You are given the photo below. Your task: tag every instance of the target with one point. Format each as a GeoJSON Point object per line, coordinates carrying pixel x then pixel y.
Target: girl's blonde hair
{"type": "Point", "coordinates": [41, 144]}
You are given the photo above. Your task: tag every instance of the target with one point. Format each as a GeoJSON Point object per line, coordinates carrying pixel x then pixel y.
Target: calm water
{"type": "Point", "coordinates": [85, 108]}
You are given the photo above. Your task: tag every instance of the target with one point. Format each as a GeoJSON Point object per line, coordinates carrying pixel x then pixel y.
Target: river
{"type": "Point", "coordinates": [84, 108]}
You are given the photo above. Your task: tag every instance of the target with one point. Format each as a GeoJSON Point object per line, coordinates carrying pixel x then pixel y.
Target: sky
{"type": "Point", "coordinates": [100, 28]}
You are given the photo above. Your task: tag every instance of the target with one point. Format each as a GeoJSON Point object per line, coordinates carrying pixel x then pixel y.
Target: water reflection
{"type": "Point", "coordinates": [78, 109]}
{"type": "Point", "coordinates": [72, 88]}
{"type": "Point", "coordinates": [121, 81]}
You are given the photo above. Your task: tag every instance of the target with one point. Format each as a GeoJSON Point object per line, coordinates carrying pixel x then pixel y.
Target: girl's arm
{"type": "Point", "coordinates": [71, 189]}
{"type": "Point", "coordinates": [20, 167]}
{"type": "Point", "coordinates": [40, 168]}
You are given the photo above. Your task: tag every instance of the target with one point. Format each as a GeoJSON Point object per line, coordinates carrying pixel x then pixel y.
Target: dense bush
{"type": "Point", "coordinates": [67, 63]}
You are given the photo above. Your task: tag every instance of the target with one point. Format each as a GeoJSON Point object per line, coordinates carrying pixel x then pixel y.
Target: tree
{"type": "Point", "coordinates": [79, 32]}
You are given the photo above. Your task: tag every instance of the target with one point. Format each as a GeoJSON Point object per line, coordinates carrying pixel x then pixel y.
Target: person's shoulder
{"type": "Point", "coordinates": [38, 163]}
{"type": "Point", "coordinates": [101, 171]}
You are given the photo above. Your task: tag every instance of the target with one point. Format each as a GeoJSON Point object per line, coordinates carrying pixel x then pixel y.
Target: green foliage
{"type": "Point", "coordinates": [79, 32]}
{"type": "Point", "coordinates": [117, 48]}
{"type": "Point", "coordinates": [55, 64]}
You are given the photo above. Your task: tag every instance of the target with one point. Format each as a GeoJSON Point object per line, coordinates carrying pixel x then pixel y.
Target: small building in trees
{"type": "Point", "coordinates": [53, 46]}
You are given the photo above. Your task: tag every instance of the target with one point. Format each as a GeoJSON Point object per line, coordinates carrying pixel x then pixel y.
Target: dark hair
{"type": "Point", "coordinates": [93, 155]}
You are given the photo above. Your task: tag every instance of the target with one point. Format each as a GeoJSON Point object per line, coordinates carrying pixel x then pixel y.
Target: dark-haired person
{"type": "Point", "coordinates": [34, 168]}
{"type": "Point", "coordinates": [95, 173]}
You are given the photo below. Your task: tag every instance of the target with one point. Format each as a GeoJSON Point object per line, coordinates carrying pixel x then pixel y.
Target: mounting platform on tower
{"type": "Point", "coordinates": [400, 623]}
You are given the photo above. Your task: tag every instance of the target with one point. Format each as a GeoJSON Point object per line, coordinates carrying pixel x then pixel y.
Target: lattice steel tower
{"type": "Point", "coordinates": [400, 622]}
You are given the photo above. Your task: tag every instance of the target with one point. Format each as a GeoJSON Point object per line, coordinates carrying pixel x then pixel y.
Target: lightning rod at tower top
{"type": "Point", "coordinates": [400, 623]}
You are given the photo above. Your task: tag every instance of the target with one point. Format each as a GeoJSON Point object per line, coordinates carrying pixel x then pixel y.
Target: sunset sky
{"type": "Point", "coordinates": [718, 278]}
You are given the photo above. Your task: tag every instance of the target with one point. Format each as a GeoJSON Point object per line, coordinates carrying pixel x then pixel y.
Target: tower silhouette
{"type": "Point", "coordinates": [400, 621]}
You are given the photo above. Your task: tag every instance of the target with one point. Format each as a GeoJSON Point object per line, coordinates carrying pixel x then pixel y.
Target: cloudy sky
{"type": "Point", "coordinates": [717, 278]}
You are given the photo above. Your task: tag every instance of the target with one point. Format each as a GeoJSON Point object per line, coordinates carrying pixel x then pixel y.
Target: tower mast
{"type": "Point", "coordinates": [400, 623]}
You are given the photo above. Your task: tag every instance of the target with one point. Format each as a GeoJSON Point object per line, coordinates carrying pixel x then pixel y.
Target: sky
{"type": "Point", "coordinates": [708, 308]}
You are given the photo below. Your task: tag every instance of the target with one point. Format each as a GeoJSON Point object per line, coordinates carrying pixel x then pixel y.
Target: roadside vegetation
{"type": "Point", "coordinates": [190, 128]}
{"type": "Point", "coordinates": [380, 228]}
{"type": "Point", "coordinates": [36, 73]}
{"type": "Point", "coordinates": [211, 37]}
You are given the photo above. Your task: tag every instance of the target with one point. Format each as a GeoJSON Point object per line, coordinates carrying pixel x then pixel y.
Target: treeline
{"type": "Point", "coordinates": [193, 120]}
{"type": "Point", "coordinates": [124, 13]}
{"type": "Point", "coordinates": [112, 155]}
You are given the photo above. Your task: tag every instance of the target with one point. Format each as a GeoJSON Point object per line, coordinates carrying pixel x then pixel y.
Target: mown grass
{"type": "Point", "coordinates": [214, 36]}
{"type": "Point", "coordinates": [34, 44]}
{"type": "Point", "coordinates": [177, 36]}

§ Work instruction:
Would you please repeat, exactly as written, the lines from the one containing "Target: treeline" through the end of the listing above, including both, and only those?

§ Task answer:
Target: treeline
{"type": "Point", "coordinates": [193, 120]}
{"type": "Point", "coordinates": [124, 13]}
{"type": "Point", "coordinates": [112, 155]}
You are given the photo above. Your task: tag every instance of the target with one point. Format each as a GeoJSON Point object per line, coordinates carrying pixel x then pixel y.
Target: mown grass
{"type": "Point", "coordinates": [214, 36]}
{"type": "Point", "coordinates": [34, 44]}
{"type": "Point", "coordinates": [177, 36]}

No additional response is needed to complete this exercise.